= Supplied records =
■ ■ ■ ■ ■

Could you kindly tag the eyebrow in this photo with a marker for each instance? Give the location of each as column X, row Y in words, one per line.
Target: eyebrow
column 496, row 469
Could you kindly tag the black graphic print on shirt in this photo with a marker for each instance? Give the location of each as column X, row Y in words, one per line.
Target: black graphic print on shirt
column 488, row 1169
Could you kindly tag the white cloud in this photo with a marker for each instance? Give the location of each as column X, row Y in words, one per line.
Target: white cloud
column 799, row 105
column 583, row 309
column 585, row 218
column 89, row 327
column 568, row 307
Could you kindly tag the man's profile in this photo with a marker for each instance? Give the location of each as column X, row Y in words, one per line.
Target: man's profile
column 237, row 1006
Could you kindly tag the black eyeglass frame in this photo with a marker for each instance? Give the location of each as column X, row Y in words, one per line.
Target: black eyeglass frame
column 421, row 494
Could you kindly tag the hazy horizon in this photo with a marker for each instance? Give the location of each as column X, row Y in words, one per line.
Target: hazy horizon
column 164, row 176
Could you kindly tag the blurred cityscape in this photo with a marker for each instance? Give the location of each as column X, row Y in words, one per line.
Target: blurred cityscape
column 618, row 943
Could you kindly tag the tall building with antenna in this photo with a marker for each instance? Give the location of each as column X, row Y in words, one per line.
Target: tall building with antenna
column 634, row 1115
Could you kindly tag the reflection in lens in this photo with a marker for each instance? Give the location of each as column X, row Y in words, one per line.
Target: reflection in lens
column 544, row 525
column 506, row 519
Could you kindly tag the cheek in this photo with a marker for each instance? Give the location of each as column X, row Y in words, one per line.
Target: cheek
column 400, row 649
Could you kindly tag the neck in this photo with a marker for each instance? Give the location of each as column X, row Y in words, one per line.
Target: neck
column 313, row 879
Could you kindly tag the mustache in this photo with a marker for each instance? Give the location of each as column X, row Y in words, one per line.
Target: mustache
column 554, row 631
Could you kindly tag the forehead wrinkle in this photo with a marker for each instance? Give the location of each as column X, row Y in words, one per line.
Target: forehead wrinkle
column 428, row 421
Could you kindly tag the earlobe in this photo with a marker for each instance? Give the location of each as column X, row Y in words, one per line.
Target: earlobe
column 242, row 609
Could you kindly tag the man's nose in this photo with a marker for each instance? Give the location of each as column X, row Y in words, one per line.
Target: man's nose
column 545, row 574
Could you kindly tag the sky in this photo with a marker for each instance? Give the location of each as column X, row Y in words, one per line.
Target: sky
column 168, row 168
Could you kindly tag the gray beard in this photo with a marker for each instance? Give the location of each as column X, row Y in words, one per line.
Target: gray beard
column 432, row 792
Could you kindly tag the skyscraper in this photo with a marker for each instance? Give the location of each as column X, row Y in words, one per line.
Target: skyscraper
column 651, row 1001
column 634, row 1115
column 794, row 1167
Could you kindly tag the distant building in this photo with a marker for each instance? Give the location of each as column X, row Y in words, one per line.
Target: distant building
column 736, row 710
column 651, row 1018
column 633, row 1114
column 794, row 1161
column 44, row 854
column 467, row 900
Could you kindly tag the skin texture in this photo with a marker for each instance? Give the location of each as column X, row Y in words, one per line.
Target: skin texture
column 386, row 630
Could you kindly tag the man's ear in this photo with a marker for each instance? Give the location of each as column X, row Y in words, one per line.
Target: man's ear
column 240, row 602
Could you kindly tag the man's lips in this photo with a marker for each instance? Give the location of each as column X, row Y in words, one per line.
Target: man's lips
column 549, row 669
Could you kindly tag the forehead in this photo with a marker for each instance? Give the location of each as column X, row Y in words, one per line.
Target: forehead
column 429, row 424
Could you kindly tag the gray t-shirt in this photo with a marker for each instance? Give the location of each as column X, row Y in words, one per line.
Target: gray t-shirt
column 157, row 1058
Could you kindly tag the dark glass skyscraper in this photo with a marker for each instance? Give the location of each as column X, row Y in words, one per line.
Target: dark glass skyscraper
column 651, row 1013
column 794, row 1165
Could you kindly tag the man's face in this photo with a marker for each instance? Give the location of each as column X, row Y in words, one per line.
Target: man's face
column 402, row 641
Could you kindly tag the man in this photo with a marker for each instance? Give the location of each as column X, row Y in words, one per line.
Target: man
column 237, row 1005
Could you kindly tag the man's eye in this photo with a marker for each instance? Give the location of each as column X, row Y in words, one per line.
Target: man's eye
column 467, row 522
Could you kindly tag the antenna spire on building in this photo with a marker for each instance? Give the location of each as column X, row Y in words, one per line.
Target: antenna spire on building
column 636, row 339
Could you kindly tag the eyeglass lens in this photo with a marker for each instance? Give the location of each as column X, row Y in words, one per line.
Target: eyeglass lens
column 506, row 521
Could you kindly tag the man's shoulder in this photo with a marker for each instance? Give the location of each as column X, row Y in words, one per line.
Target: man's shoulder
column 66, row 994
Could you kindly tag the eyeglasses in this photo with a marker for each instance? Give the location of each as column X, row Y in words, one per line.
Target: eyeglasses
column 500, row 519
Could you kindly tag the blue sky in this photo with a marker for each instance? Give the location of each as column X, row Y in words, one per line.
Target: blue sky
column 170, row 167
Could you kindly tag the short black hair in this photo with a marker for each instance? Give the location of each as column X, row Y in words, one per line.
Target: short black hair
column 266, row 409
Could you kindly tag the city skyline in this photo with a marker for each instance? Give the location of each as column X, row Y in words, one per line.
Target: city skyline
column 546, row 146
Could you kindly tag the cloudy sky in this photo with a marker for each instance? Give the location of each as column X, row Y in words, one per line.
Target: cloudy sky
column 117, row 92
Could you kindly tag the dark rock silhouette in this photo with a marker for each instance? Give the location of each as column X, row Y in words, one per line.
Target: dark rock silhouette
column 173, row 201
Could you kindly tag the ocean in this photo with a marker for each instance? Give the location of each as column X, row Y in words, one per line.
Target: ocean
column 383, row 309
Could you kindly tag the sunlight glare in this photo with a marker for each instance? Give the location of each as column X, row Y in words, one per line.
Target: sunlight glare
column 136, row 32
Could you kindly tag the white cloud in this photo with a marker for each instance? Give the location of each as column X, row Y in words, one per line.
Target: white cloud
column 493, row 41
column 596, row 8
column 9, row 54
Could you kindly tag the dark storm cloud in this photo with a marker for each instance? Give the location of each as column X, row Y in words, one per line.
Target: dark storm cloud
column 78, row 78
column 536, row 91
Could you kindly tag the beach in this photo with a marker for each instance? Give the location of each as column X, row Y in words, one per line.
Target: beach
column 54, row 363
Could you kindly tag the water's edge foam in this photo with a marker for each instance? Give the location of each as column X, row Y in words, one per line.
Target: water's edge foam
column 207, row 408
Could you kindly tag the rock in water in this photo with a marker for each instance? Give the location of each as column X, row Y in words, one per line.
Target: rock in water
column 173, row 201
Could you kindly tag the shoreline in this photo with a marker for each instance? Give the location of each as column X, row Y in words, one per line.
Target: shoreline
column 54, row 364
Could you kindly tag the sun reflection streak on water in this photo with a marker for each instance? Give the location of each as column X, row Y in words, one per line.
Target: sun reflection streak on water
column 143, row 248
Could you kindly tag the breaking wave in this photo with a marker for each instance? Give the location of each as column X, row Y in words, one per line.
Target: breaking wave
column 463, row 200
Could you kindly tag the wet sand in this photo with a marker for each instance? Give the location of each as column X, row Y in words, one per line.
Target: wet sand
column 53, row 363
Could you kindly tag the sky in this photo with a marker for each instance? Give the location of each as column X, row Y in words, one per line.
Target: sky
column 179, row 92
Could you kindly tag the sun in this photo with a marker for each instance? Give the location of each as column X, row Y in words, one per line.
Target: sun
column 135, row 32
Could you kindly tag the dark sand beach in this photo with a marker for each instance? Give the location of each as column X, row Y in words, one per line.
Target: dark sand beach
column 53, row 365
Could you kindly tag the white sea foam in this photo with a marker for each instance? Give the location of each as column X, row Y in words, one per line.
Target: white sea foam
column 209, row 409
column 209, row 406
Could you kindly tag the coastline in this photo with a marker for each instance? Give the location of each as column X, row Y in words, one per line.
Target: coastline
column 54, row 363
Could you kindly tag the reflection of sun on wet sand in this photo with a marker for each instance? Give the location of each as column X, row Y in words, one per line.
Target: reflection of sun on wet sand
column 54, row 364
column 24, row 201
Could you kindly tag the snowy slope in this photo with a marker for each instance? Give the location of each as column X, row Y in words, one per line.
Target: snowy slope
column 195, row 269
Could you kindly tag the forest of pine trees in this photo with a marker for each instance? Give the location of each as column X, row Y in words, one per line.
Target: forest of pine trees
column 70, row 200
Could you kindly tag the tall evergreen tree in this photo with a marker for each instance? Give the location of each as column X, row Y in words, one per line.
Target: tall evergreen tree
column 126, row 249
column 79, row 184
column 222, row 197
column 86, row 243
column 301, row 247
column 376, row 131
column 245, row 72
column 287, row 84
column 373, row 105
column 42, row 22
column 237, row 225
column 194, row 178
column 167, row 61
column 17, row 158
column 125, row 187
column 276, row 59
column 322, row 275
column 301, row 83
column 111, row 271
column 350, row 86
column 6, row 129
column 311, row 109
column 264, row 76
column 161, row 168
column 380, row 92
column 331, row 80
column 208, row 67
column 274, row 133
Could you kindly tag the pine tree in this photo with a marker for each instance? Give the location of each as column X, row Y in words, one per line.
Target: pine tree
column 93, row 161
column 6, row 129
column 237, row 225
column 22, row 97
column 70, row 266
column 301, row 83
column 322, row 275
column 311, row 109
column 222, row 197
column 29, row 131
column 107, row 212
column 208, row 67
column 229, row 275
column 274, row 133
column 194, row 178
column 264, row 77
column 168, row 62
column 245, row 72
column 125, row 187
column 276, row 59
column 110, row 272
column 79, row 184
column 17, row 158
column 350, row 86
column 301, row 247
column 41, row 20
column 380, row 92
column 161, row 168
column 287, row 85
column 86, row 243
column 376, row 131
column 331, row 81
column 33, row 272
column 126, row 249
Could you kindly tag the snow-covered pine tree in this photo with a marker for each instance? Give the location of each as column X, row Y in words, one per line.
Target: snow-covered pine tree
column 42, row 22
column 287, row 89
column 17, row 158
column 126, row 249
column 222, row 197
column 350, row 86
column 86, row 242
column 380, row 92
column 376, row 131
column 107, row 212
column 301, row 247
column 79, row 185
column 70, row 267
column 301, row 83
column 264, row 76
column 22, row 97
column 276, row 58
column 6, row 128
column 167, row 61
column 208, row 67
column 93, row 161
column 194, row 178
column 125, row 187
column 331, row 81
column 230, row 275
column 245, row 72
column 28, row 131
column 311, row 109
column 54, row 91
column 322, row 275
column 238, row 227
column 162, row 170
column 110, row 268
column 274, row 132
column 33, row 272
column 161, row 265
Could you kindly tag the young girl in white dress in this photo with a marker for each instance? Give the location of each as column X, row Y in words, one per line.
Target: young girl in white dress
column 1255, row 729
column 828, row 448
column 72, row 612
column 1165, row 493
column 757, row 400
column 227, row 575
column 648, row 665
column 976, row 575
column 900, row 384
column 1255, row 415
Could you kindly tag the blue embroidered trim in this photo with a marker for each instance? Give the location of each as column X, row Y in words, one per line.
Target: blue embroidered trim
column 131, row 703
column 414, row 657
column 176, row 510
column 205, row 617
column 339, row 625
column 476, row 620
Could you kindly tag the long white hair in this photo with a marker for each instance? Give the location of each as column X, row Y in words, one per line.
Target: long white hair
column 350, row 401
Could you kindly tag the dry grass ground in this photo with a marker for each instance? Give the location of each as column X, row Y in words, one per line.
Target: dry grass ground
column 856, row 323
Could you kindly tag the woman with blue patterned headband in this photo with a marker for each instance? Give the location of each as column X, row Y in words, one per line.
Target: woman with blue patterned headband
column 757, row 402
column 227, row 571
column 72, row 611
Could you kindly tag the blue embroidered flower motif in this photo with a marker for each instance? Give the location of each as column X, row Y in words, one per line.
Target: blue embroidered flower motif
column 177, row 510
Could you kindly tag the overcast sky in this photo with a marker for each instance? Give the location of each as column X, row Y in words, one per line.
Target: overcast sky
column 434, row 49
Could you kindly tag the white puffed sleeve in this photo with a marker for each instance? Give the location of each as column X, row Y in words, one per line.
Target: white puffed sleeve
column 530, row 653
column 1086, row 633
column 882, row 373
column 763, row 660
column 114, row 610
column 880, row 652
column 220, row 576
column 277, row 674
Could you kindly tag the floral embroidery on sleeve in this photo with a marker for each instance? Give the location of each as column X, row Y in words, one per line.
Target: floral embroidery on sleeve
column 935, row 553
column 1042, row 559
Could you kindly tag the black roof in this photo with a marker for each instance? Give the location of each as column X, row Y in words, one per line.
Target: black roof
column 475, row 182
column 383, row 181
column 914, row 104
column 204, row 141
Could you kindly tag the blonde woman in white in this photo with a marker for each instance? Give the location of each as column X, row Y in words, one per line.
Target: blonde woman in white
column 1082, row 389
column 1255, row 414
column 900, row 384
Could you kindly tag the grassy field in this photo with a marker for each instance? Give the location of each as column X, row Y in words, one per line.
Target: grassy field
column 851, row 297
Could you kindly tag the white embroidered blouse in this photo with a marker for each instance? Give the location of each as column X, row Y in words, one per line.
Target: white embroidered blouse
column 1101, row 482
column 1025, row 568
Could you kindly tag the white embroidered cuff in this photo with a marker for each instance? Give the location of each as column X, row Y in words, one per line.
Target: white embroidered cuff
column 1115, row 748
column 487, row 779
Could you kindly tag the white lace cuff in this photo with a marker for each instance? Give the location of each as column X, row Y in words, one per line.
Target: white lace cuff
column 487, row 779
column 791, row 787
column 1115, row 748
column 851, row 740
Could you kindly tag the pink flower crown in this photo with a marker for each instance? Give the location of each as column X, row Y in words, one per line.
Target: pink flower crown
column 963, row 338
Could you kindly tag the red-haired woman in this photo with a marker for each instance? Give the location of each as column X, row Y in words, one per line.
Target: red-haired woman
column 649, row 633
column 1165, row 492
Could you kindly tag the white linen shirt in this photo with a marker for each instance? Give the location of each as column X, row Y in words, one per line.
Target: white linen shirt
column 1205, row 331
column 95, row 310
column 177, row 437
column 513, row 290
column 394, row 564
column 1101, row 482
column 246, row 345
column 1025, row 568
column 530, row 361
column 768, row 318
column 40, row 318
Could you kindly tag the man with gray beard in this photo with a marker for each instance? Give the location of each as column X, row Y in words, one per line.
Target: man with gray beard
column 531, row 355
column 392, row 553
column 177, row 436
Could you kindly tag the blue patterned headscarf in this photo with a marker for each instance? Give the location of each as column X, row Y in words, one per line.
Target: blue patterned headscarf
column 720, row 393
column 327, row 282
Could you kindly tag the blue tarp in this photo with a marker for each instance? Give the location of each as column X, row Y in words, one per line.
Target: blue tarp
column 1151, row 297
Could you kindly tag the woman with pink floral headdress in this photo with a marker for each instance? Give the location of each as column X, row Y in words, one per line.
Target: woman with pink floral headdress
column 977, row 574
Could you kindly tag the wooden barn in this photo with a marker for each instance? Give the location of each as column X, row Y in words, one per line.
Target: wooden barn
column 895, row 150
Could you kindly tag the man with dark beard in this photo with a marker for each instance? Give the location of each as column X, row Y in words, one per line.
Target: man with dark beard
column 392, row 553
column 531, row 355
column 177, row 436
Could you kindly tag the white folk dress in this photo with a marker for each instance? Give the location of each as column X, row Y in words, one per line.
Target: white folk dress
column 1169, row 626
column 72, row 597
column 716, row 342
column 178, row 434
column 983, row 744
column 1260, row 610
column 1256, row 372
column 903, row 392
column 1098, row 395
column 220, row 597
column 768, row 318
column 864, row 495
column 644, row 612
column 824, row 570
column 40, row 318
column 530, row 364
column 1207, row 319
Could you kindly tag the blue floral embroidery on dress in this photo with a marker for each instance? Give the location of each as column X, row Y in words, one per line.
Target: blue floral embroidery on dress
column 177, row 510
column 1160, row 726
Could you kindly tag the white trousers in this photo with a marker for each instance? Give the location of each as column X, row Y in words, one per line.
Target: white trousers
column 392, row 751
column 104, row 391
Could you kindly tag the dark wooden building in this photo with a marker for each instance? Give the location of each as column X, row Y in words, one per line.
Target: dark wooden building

■ ■ ■ ■ ■

Output exactly the lines of the material above from the one containing "Could you kindly tag the blue patterned" up to and including the one containing "Could you kindly tag the white folk".

= Response to this exercise =
Could you kindly tag the blue patterned headscarf in this photo with a marker for each instance? Give the location of each as column X, row Y in words, one per line.
Target: blue patterned headscarf
column 720, row 393
column 327, row 282
Could you kindly tag the blue tarp in this photo with a marker for each instance? Give the location of each as column X, row Y in words, one per line.
Target: blue tarp
column 1151, row 297
Could you kindly tag the woman with pink floral headdress in this photo with a marker for each instance? Give the location of each as column X, row Y in words, one per line.
Target: woman with pink floral headdress
column 977, row 574
Could you kindly tag the wooden barn in this photo with a marker for each instance? Give the location of each as column X, row Y in words, one per line.
Target: wooden barn
column 895, row 150
Could you kindly tag the man with dark beard in this photo with a marker for each instance? Give the location of each as column X, row Y in words, one per line.
Target: man with dark beard
column 392, row 553
column 531, row 355
column 177, row 436
Could you kindly tag the white folk dress in this photo with a marker for each instance? Give the location of each as column X, row Y in words, one per line.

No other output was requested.